_DOCUMENT TEXT_.
[Start of Attachment]

Picking Berries Now And In The Past
I’ve decided there is one good thing about having rain almost every day in Iowa. That thought came to me while I was picking red raspberries. The vines hold plenty of berries this year for me, the birds and raccoons. My patch is attached to the field fence behind my garden which is close to the house.
This morning’s pick had me thinking about the 1950′s when Mom used to take my younger brother, John, and me to the blackberry patch in the pasture about a mile from home. That was in southern Missouri near Schell City. That was a hot job and tiresome job. We would get a cool spell about the time the blackberries bloomed. We called that blackberry winter. Problem was, the cool spell didn’t last until the berries ripened so we had to pick in the heat.
Drummers, which you know as salesmen, used to go door to door more than they do now. Some of them Mom liked to see come. She didn’t shop much, and it was convenient to have the salesmen come to her. One was the Watkins salesman. Mom liked Watkins vanilla flavoring to put in her angel food cakes. To sell Mom a larger bottle, the salesman convinced her that the flavoring was good to keep away chiggers if rubbed on the places chiggers liked to harbor. So with blackberry picking in mind, Mom bought a bottle.

[End of Attachment]

_PROBLEM REQUIREMENTS_. Extend the berry-picking memoir above, picking up right after its final sentence.

_PROVIDED DATA_.
[Start of Attachment]

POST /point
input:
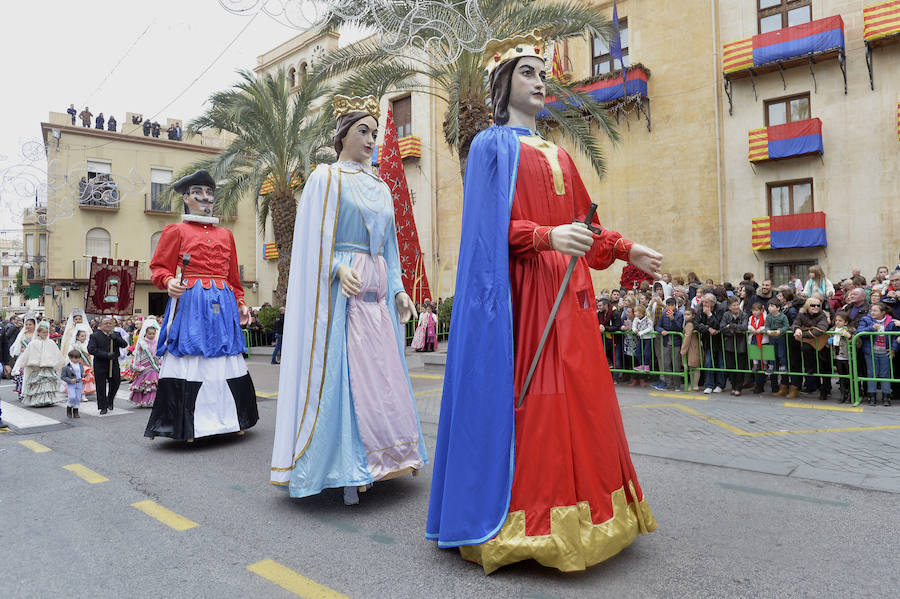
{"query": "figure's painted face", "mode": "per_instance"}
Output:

[End of Attachment]

_REPLY_.
Early every other morning in summer heat, we started for the berry patch just as quick as Mom and Dad finished milking and the other chores. We hoped to beat the hottest part of the day. Before we left, Mom took a few minutes to prepare John and me with the flavoring. We had to wear our straw cowboy hats to protect us from the sun, a long sleeve shirt to protect us from the briars and our rain boots with our pant legs tucked in to ward off bugs and snakes. With all that, we were hot before we started and smelled like sugar cookies.
We walked down a lane between two fields that the milk cows ambled down twice a day, going and coming. When we reached the pasture, Mom warned us not to get near the creek. One of the cows had a big lump on her neck from a water moccasin snake bite. She was drinking in the creek when she got bit. The poisonous bite didn’t kill the cow, but she felt miserable for awhile. Once in a while, we would see a black snake or a grass snake. Sometimes, a copperhead sunning near where we walked. John and I knew without being warned to watch where we stepped. We’d get excited when we saw a snake and moved faster.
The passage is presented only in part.